→ What this task involves:
Whenever a line below includes the string "hair", show it.

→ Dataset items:
________

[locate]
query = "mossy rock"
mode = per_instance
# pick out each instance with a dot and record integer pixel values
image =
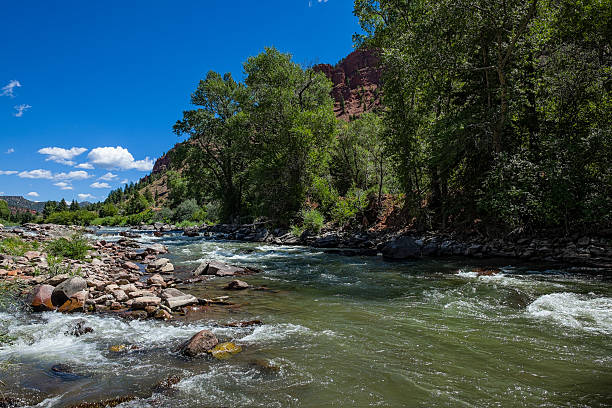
(224, 351)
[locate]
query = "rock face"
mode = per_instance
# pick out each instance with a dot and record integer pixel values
(356, 80)
(200, 343)
(67, 289)
(41, 298)
(402, 248)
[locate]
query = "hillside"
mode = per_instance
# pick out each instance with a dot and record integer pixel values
(356, 84)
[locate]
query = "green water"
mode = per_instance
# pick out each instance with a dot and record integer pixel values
(343, 332)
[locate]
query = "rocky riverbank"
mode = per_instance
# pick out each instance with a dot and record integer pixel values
(113, 277)
(579, 252)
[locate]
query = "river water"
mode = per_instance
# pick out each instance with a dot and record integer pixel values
(337, 331)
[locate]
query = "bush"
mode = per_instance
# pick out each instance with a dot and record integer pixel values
(16, 246)
(74, 248)
(313, 220)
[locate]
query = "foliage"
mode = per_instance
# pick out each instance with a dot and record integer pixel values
(74, 248)
(16, 246)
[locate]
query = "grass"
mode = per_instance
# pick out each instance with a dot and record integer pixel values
(74, 248)
(16, 246)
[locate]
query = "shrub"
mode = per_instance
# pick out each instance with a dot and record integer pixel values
(74, 248)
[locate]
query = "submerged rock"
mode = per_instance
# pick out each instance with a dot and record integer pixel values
(200, 343)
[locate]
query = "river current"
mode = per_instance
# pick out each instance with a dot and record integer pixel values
(338, 331)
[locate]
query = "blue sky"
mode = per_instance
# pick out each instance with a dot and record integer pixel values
(89, 91)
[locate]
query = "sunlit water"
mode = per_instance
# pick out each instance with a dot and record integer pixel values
(342, 332)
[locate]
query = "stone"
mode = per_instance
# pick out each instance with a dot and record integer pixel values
(67, 289)
(131, 266)
(237, 285)
(41, 298)
(200, 343)
(179, 301)
(144, 301)
(401, 248)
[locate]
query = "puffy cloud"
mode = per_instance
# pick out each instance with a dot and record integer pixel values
(8, 90)
(39, 173)
(46, 174)
(62, 156)
(21, 109)
(73, 175)
(63, 185)
(108, 177)
(118, 157)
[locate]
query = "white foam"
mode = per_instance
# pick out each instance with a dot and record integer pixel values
(575, 311)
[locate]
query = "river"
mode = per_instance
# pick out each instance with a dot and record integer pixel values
(337, 331)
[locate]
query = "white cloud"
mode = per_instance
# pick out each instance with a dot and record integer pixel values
(39, 173)
(99, 185)
(73, 175)
(7, 90)
(118, 157)
(46, 174)
(108, 177)
(60, 155)
(63, 185)
(21, 109)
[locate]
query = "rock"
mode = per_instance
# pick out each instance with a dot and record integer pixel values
(220, 269)
(41, 298)
(200, 343)
(120, 295)
(131, 266)
(67, 289)
(237, 285)
(79, 328)
(144, 301)
(401, 248)
(167, 268)
(179, 301)
(156, 280)
(224, 351)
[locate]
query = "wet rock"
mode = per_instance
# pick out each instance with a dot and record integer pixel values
(401, 248)
(224, 351)
(237, 285)
(79, 328)
(200, 343)
(144, 301)
(67, 289)
(41, 298)
(179, 301)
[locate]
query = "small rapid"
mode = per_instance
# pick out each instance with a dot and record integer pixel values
(336, 331)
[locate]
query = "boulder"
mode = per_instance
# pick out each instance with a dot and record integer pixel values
(41, 298)
(402, 248)
(144, 301)
(67, 289)
(237, 285)
(179, 301)
(200, 343)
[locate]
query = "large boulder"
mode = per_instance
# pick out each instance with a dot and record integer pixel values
(67, 289)
(40, 298)
(200, 343)
(402, 248)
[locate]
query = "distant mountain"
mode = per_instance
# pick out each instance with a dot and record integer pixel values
(21, 203)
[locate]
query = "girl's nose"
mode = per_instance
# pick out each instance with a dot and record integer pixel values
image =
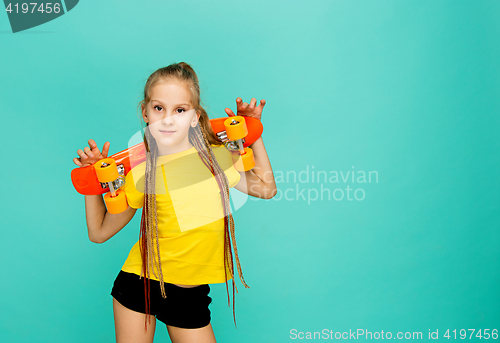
(167, 120)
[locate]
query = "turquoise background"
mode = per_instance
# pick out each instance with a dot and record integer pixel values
(409, 89)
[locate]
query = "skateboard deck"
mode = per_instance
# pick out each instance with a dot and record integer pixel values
(85, 180)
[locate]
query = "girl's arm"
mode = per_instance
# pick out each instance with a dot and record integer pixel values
(259, 181)
(101, 224)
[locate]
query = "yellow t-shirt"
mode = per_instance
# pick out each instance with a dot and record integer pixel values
(190, 217)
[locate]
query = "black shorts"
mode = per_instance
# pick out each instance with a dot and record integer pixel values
(183, 307)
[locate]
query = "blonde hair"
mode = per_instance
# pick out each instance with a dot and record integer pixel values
(201, 137)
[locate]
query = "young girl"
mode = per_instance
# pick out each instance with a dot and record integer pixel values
(183, 189)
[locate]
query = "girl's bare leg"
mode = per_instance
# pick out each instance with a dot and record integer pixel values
(129, 325)
(201, 335)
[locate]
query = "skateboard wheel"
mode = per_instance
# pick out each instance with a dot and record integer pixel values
(116, 204)
(236, 131)
(108, 173)
(246, 161)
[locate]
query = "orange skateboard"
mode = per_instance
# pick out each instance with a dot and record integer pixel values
(108, 175)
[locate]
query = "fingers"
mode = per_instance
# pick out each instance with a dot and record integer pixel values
(105, 149)
(88, 152)
(92, 144)
(229, 112)
(82, 155)
(252, 103)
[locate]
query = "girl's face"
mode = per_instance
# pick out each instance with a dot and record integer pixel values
(170, 114)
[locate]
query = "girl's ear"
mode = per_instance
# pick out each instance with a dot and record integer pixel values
(196, 120)
(144, 115)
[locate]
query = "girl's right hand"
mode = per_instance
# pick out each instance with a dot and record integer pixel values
(91, 155)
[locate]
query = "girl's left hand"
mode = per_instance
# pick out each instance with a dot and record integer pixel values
(249, 110)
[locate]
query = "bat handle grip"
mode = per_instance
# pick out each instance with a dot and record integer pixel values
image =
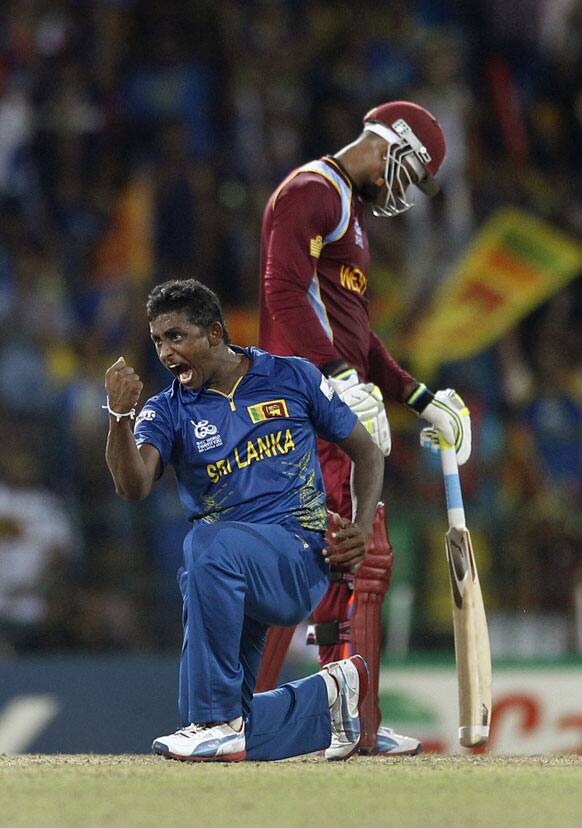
(453, 493)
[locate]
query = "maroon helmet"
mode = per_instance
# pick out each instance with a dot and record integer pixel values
(414, 136)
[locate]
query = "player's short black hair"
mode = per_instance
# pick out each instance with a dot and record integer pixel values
(188, 296)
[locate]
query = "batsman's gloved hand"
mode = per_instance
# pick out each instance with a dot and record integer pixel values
(448, 415)
(365, 400)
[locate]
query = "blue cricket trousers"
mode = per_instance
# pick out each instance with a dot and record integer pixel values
(238, 579)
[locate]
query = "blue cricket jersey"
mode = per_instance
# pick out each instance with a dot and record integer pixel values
(250, 455)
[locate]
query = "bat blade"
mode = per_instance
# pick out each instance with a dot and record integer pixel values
(472, 652)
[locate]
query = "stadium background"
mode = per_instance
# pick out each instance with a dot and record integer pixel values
(139, 141)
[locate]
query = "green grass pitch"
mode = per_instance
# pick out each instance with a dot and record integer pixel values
(426, 791)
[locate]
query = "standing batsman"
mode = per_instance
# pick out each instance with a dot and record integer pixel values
(314, 304)
(240, 428)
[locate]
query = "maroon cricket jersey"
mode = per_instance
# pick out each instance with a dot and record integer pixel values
(314, 264)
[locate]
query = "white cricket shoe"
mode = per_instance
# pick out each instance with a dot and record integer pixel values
(214, 742)
(390, 743)
(351, 676)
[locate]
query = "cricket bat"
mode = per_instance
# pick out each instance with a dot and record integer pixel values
(472, 652)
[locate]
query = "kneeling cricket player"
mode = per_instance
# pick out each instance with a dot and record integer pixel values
(240, 428)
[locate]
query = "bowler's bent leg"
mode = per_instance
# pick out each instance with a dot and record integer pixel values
(292, 720)
(233, 572)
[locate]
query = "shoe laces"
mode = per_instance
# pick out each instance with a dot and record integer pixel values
(192, 729)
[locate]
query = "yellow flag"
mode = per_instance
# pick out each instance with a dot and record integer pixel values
(515, 263)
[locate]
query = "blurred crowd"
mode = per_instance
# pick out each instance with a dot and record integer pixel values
(139, 141)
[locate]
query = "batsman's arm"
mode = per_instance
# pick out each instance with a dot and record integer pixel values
(350, 542)
(133, 470)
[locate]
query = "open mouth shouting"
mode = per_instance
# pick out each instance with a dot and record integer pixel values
(182, 371)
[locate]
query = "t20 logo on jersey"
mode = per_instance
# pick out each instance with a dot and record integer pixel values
(207, 435)
(268, 410)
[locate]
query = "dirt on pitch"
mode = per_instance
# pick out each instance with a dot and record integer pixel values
(428, 791)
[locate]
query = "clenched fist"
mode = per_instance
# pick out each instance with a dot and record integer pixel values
(123, 387)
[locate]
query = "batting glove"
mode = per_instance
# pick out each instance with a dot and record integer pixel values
(365, 400)
(448, 415)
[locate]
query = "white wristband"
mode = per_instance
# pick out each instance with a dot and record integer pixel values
(119, 417)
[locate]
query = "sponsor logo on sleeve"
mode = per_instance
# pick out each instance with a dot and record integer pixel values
(147, 414)
(316, 246)
(207, 436)
(269, 410)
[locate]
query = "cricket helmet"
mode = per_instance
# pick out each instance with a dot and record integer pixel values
(414, 136)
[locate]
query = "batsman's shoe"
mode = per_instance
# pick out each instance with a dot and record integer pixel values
(351, 676)
(214, 742)
(390, 743)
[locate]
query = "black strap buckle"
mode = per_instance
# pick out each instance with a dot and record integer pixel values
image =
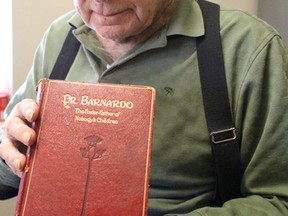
(222, 136)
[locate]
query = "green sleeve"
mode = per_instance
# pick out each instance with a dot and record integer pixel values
(261, 112)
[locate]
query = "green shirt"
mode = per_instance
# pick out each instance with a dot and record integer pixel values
(182, 173)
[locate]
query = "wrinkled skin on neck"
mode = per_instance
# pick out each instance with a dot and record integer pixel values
(122, 24)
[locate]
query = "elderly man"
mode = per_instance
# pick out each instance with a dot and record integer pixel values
(153, 42)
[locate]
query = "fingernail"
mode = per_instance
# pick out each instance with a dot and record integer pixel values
(17, 163)
(29, 113)
(26, 137)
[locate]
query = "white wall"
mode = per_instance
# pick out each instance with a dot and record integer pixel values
(30, 20)
(275, 13)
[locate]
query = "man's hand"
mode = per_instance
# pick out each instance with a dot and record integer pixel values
(17, 135)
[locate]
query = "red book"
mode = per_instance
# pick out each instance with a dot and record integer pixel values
(92, 155)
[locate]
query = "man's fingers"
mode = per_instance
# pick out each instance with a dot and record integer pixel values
(17, 130)
(12, 156)
(26, 110)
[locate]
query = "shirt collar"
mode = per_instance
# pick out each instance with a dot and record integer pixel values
(187, 19)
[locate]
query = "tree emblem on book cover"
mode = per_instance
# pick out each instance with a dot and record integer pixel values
(93, 151)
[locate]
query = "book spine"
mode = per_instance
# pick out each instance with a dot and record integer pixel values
(22, 193)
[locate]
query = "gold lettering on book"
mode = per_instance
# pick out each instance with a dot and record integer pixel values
(87, 101)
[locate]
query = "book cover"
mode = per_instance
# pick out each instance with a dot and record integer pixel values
(93, 149)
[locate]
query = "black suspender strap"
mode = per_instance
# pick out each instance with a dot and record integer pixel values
(215, 96)
(217, 109)
(66, 57)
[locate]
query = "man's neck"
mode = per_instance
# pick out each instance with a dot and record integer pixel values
(117, 48)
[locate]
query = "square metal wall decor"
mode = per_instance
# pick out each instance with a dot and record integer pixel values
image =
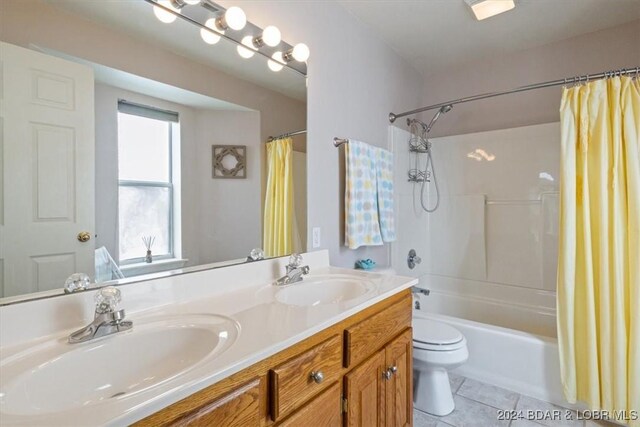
(229, 161)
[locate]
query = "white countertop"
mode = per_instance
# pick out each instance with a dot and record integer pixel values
(267, 327)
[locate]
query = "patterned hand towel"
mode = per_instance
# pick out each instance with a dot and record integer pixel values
(362, 226)
(384, 185)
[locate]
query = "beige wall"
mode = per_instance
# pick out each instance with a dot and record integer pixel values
(604, 50)
(230, 214)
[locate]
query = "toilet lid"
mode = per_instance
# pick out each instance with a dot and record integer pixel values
(432, 332)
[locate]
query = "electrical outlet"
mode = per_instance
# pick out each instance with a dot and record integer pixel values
(316, 237)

________

→ Result of the exercise:
query = "blonde hair"
query = "player's short black hair"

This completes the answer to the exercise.